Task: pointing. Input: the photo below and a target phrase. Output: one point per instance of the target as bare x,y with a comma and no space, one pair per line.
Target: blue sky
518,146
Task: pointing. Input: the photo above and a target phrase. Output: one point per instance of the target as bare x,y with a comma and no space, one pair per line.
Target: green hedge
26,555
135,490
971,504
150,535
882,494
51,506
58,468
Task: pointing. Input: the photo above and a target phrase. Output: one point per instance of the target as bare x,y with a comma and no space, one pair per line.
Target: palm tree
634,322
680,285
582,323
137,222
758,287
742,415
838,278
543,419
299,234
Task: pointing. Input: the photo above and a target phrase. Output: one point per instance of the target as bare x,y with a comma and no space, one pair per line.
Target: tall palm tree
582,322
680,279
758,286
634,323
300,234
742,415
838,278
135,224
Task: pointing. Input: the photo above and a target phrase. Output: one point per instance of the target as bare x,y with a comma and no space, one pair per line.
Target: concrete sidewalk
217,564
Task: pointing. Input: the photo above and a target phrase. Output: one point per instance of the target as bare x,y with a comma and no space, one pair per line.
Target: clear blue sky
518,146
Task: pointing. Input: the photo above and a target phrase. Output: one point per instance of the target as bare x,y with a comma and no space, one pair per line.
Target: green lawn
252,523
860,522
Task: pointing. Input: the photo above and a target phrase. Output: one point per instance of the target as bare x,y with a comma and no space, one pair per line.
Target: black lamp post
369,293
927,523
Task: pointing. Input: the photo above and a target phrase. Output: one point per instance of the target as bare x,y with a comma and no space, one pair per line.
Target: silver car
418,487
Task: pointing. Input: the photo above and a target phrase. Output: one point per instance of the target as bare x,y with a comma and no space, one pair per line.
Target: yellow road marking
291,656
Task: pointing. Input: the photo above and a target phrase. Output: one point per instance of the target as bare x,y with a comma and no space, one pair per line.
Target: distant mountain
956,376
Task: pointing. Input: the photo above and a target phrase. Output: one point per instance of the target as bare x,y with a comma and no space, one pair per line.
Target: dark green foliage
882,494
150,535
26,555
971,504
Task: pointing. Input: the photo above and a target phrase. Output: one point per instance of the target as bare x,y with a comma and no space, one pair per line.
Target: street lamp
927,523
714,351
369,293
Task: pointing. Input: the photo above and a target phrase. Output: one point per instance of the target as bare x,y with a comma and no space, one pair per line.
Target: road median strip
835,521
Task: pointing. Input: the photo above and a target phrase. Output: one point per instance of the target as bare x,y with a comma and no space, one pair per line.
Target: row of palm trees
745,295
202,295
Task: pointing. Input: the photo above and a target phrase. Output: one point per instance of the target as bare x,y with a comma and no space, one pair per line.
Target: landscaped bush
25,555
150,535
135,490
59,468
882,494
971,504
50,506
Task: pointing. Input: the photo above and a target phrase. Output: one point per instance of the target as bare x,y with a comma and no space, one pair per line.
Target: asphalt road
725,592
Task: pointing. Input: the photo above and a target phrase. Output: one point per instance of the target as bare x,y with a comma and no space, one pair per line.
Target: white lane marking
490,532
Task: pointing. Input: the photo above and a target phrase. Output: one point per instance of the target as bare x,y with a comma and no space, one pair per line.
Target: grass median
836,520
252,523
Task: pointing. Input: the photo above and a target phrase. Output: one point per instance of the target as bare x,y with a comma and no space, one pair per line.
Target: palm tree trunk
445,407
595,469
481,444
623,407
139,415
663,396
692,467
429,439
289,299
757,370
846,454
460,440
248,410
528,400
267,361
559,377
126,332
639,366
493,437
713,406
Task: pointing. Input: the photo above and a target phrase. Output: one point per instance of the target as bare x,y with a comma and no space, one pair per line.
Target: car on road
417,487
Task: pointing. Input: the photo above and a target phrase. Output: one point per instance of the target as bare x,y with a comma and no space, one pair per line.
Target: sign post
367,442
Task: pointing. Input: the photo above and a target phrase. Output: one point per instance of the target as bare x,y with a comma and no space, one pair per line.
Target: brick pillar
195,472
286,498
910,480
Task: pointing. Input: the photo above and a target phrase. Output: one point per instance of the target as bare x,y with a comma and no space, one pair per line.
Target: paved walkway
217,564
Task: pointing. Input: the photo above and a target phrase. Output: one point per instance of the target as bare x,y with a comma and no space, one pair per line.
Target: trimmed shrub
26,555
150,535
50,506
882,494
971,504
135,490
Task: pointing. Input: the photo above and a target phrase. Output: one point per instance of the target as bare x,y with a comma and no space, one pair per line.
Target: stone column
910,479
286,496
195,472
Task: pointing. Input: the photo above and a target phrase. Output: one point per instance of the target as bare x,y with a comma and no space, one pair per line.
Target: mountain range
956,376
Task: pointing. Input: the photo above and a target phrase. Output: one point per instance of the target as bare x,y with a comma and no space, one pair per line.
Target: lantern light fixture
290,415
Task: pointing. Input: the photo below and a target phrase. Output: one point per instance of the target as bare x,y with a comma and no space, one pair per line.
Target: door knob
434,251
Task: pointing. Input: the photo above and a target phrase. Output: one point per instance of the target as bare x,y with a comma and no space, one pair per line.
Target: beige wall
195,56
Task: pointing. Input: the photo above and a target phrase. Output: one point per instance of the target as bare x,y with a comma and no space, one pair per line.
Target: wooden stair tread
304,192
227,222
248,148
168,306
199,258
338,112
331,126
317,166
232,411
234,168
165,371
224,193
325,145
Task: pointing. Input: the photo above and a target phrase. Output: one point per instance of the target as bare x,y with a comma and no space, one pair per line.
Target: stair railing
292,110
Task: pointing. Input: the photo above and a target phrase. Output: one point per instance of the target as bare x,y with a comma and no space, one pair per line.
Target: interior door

▸ ACTION ITEM
All of the material needs to be reproduced exactly as it reads.

▸ WRITTEN REPLY
Task: pointing. Input: the photo below and a target phrase. Output: one point per instance of the target as bare x,y with a comma and no space, one pair per line.
Target: blue sky
518,146
Task: pointing. Input: the photo above and a target phrase. Output: one point per instance of the target as bare x,y with a comma and no space, one pair per line.
Target: green hedge
26,555
135,490
971,504
150,535
882,494
51,506
58,468
Task: pointing. Input: the photo above and a target phrase. Output: one point per instance of the target as bare x,y with a comma and no space, one pair per line.
Target: palm tree
634,322
680,285
582,323
137,222
758,287
742,415
838,278
543,419
299,234
Task: pointing. Input: the photo above and a target phrase. Output: one point per instance of the target as bare x,y with a comma and no space, one pair per line.
Target: tall palm tree
582,322
680,279
758,286
634,323
300,234
742,415
838,278
135,224
Task: pointing. Input: the photo above and a target phrase. Output: one point per instance of the target as bare x,y with a comma and no space, one pair per line.
Target: concrete sidewalk
217,564
Task: pointing. Input: the photo above and a target phrase. Output: one point per instance of the target as bare x,y with a comma and no space, one pair per line.
Target: clear blue sky
518,146
Task: pointing. Input: the photo above and a target phrase. Output: one point per instance of the target as bare x,y with a comma and no space, one pair per line.
Target: green lawn
252,523
860,522
Task: pointing. Input: the photo above and a target phrase. Output: one point per instance of the target as bare x,y with a comma and no space, one pair per line.
Target: black lamp post
369,293
927,523
Task: pointing. Input: the photo above and a target phrase. Output: one point per instance of the target as bare x,y with a comma and no space, one pair per line.
Target: silver car
418,487
Task: pointing. Input: the photo above and a target phrase. Output: one point per instance of the target as bare x,y with a comma and no space, one pair per line.
Target: yellow road marking
291,656
Task: pointing. Input: the photo above and a target phrase. Output: one point per instance of the target as bare x,y with a comma and no space, one pair per line.
Target: distant mountain
956,376
Task: pointing. Input: the photo above and a target phrase. Output: one point per instance of the target as bare x,y with a comma and no space, one pair per line.
Target: dark green foliage
882,494
150,535
26,555
971,504
Task: pointing. Input: the photo above and a target phrase. Output: one point per instance of the target as bare x,y with a comma and no space, one pair per line.
Target: street lamp
927,523
714,351
369,293
Task: pointing. Input: the photo above and a target phrase. Output: one point per instance of the target as bare x,y with a comma and no space, one pair per line.
Target: road median strip
835,521
Task: pointing. Input: the photo above and a target phrase. Output: one point per instance of the target as bare x,y with a comma and no space, one pair per line.
Target: row of palm trees
745,295
202,295
Task: pointing. Input: the photo above and a target phrase. Output: one point per instance of the target as bare x,y with a comma and no space, one pair per line.
Target: landscaped bush
25,555
150,535
135,490
59,468
882,494
971,504
50,506
Task: pointing. Input: the photo above and a target phrase. Output: one point per instance of the target as bare x,y with a comma and no space, one pair per line.
Target: asphalt road
725,592
Task: pointing. Input: the photo above and a target phrase. Output: one point per instance of the target as bare x,y with a comma and no space, one pair per line.
Target: white lane marking
490,532
Task: pointing. Input: the photo above and a target phrase. Output: one point per instance of the target as bare x,y with a comma and no space, one pair per line.
Target: grass median
836,520
252,523
Task: pointing. Input: the photo above and a target phrase. Output: one point per instance of the target as bare x,y with a comma and no space, one pair per line.
Target: palm tree trunk
445,407
595,469
481,444
623,407
139,415
663,396
692,467
429,439
289,299
757,370
846,454
460,440
248,410
528,400
267,361
559,377
126,332
639,366
493,437
713,406
Task: pointing. Input: the photo above and a target phrase. Output: one point per instance of the target as bare x,y with a comma and no space, one pair per line.
Target: car on road
417,487
Task: pointing. Input: the photo above and a target phrase. Output: one point per instance of the target as bare x,y with a comma and no space, one pair per line.
Target: sign post
367,442
Task: pointing. Input: the photo above and a target phrase. Output: one point per instance of the target as bare x,y with a comma and no space, one pair per line.
Target: brick pillar
195,472
286,498
910,480
Task: pointing. Input: the photo above and a target phrase. Output: one point per instance of the target as bare x,y with a comma and no space, one pair per line.
Target: paved walkway
217,564
Task: pointing. Input: the photo above and a target phrase. Output: one point per instance of the target as bare x,y with a comma and no space, one pair per line.
Target: trimmed shrub
26,555
150,535
50,506
882,494
971,504
135,490
Task: pointing. Input: the photo above and a target phrase. Output: one point per instance of the target as bare x,y with a comma and no space, one pair per line.
Target: stone column
910,479
286,496
195,472
Task: pointing. Input: the photo above and a target phrase. Output: one point per instance of the target as bare x,y with a comma and no space, one pair per line.
Target: mountain range
956,376
Task: pointing. Input: the photo above and a target phrase. Output: one point per instance of the target as bare x,y with a comma and no space, one pair per line.
Target: lantern light fixture
290,415
Task: pointing. Input: the photo below and a target phrase. Output: one point per instance of the target as bare x,y with a comma and no space, one pair per line.
Target: door knob
434,251
Task: pointing. Input: the photo above and a target phrase. Output: one point per instance of the target as bare x,y with a comma and no space, one pair per line.
Target: beige wall
195,56
Task: pointing. Input: the photo above and a target phrase. Output: one point per instance of the target as bare x,y with a comma and no space, one pair per line.
Target: wooden stair tread
304,192
227,222
248,148
168,306
199,258
338,112
331,126
317,166
232,411
234,168
165,371
224,193
325,145
Task: pointing. Input: the photo above and a target phrase. Output: one point per instance of the target as bare x,y with a comma and no space, one pair per line.
Target: stair railing
292,110
Task: pointing. Input: the photo above and a target phrase. Output: one point per instance of the target as bare x,y with a comma and no space, one pair per line.
Target: interior door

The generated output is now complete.